Problem requirements: Output every line of the data exactly as it appears.

Entries provided:
==================================================
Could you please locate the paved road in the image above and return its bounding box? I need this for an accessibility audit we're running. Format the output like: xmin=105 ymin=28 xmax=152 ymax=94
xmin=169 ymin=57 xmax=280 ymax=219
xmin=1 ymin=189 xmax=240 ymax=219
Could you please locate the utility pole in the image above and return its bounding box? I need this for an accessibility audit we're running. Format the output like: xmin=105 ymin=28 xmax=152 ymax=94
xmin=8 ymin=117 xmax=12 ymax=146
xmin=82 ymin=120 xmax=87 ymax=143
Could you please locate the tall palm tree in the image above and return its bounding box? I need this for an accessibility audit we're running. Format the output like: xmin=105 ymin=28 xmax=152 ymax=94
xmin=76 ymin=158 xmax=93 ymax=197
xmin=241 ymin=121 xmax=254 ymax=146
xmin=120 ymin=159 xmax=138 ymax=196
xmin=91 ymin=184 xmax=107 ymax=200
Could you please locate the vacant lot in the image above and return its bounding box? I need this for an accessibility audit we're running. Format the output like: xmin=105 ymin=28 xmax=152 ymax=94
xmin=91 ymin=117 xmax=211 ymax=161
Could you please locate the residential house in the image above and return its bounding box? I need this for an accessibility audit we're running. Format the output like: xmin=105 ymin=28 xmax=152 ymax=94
==================================================
Response to this task:
Could you please locate the paved road in the image above and return its bounding box? I need this for an accessibility audit we're running. Format the output like: xmin=105 ymin=28 xmax=152 ymax=94
xmin=169 ymin=57 xmax=280 ymax=219
xmin=1 ymin=189 xmax=240 ymax=219
Could you please locate the utility pole in the image above and return its bounding box? I need this for an accessibility audit we're running. Format the output like: xmin=105 ymin=28 xmax=152 ymax=94
xmin=8 ymin=117 xmax=12 ymax=146
xmin=82 ymin=120 xmax=87 ymax=143
Could you please locate the tall palm tree in the image above and return its bounding box? I need this for an accessibility audit we're running. Format the output like: xmin=105 ymin=28 xmax=152 ymax=94
xmin=76 ymin=158 xmax=93 ymax=197
xmin=241 ymin=121 xmax=254 ymax=146
xmin=120 ymin=159 xmax=138 ymax=196
xmin=91 ymin=184 xmax=107 ymax=200
Could you please locate the vacant lot in the image above and return its bounding box? I need this for an accessibility audit we're running. Format the output like: xmin=105 ymin=28 xmax=152 ymax=94
xmin=91 ymin=117 xmax=211 ymax=161
Could you please locate the residential house in the image above and return its bounding box? I need this for an accessibility audit we're running. Format the output like: xmin=105 ymin=28 xmax=152 ymax=94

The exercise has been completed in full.